Your objective → Starting at the line that holds "Reviewer note: confirm that every instance of the red wheel", transcribe every line to the end of the data exactly; include no other lines.

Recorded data
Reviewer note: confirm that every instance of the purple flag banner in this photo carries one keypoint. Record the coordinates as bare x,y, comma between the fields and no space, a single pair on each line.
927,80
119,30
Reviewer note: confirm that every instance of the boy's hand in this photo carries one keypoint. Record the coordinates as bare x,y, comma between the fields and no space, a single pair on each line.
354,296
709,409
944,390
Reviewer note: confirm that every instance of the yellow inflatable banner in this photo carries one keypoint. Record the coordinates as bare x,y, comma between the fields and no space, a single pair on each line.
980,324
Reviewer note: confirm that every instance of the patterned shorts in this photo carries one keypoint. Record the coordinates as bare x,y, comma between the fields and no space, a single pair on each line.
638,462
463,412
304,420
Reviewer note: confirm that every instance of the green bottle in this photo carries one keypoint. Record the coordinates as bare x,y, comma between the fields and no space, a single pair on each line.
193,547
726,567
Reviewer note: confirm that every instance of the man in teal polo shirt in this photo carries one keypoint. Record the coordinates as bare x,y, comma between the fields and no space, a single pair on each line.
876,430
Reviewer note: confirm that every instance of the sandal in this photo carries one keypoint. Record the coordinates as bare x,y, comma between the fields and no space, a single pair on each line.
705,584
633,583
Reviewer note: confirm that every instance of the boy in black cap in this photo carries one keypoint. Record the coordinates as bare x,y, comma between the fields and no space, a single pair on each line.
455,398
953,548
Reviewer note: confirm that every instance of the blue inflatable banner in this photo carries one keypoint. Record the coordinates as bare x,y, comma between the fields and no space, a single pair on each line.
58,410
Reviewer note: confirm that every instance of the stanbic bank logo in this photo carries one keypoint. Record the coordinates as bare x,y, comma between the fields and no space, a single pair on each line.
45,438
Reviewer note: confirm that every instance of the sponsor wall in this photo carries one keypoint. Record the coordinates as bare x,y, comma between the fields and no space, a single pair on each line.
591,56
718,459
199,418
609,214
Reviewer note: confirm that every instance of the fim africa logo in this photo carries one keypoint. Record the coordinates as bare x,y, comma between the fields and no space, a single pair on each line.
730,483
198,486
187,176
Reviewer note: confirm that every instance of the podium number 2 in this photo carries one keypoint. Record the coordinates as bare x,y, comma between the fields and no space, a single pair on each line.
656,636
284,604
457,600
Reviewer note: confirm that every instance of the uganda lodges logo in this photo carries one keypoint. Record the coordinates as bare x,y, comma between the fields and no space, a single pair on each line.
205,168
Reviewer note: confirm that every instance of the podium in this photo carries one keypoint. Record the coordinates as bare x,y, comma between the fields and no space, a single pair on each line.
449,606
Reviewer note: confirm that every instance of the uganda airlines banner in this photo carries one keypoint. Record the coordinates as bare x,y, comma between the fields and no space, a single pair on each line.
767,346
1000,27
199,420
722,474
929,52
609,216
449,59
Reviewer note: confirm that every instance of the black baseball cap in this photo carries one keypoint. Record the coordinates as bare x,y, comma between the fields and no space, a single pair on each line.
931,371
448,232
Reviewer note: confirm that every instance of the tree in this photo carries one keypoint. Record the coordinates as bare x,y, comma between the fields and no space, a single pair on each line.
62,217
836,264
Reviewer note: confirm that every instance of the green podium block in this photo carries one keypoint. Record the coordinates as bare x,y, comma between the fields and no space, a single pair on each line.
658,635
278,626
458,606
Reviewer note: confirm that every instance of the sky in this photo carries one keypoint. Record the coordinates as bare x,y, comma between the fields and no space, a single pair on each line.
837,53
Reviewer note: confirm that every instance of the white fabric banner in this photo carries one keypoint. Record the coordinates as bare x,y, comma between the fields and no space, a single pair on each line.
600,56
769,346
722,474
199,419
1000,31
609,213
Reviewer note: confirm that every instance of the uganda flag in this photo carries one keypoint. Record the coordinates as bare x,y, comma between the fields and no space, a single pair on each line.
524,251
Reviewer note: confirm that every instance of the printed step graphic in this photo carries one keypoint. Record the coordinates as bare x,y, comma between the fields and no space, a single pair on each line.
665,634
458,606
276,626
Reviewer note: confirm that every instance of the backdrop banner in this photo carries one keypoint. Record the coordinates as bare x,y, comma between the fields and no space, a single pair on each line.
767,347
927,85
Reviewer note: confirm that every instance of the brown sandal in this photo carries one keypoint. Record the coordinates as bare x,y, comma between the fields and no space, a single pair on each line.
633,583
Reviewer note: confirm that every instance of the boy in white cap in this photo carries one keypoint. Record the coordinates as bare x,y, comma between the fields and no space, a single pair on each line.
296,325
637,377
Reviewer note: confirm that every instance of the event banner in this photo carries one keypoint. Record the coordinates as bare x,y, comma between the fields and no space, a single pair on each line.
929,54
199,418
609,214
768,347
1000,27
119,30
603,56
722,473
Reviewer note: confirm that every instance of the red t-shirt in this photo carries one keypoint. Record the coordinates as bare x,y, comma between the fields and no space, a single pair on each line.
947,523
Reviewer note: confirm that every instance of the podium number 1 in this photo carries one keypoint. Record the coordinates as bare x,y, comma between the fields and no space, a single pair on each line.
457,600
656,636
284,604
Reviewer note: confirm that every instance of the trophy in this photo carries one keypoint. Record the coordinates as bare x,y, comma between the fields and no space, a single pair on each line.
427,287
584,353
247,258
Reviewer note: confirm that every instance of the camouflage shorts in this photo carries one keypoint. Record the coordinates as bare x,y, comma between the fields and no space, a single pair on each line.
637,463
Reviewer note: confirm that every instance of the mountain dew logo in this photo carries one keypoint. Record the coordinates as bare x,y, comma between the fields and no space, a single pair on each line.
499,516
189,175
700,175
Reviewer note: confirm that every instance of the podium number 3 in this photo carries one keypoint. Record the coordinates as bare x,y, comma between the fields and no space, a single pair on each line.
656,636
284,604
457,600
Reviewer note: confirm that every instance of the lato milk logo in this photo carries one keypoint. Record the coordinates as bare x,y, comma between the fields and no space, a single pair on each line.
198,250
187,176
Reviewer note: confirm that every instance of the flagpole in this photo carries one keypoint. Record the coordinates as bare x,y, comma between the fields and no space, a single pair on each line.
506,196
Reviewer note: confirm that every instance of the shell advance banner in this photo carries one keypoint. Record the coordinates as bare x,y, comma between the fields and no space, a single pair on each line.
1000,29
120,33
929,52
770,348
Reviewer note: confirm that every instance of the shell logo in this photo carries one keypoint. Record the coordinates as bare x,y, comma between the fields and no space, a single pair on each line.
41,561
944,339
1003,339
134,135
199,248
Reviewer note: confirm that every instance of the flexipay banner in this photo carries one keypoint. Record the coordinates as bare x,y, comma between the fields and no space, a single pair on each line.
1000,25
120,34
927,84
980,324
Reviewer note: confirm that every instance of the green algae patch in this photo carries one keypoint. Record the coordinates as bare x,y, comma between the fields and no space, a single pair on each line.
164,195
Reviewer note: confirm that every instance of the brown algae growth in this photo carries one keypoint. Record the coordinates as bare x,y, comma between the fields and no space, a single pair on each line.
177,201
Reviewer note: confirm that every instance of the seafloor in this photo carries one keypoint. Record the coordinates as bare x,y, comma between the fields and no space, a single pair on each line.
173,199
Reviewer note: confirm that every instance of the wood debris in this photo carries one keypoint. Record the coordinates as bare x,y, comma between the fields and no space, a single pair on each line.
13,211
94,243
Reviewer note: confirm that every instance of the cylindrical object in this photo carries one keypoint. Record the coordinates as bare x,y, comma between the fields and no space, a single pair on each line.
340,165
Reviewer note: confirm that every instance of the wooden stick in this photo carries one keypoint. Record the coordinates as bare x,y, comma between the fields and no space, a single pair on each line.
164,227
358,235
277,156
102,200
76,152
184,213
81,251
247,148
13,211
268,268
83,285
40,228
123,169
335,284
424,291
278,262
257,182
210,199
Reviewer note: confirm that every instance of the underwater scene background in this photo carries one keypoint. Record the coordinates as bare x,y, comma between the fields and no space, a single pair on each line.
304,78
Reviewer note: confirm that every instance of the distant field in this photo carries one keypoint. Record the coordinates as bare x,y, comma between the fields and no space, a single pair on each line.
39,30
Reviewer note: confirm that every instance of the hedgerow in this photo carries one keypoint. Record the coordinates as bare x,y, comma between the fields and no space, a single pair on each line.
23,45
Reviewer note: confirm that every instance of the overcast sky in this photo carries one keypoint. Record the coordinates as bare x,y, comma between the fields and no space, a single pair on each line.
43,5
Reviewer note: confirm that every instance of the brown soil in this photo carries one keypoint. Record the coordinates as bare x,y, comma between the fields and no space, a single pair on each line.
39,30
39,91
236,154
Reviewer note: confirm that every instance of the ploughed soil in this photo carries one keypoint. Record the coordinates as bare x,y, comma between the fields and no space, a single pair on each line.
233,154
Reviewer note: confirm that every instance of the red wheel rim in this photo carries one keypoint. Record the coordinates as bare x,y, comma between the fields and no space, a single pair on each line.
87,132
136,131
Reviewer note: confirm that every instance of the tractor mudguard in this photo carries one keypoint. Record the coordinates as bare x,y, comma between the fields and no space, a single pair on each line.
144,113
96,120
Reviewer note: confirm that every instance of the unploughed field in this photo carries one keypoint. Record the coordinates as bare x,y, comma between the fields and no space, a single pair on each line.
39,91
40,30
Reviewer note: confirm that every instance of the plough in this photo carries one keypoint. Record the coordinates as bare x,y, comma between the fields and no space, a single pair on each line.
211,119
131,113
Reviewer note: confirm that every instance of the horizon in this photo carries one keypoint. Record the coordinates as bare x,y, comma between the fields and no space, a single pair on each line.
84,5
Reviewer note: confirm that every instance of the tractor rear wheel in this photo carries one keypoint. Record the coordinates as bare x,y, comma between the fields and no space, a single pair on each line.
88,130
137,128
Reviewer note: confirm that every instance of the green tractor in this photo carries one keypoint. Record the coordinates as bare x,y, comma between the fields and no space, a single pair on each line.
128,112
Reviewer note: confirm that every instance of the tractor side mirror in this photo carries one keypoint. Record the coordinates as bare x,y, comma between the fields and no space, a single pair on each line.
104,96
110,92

Solution to the exercise →
Reviewer note: confirm that every instance of the red wheel rim in this photo carries one keypoint. Record the coordinates as bare x,y, comma between the fields and no space, a single pair on each line.
87,132
136,131
Reviewer note: confirm that every instance of the tractor mudguard in this photo carries one keypoint. Record the coordinates as bare x,y, comma between the fields and no space, a single pair on each line.
144,113
96,120
Reviewer note: confirm that every instance of the unploughed field in this photo carries one keypoint. Record the coordinates as bare x,y, comma between the fields and no space, a single pair on each line.
39,91
40,30
Reviewer note: confirm that every instance of the plough in this photo carries one keypoint. Record the coordinates as bare x,y, comma between the fields and no space, a single pair on each line.
211,119
131,113
Reviewer note: confirm that every instance of the horizon in this photo carries one keypoint. Record the coordinates as bare x,y, comma between the fields and no space, a single pair on each line.
84,5
Reviewer note: confirm that every instance of the tractor rear wheel in this photo carries one keypoint. Record the coordinates as bare x,y, comma between the fields and no space, a single pair on each line.
88,130
137,128
Reviewer note: confirm that every instance of the green tractor in this photo carries one keypoint. Record the coordinates as bare x,y, comma between the fields and no space, a single pair on each line.
128,112
Reviewer note: confirm that every instance of the tractor side mirror in this photo carries one keypoint. Record the coordinates as bare x,y, comma between the fields and no space, a single pair on each line.
104,96
110,92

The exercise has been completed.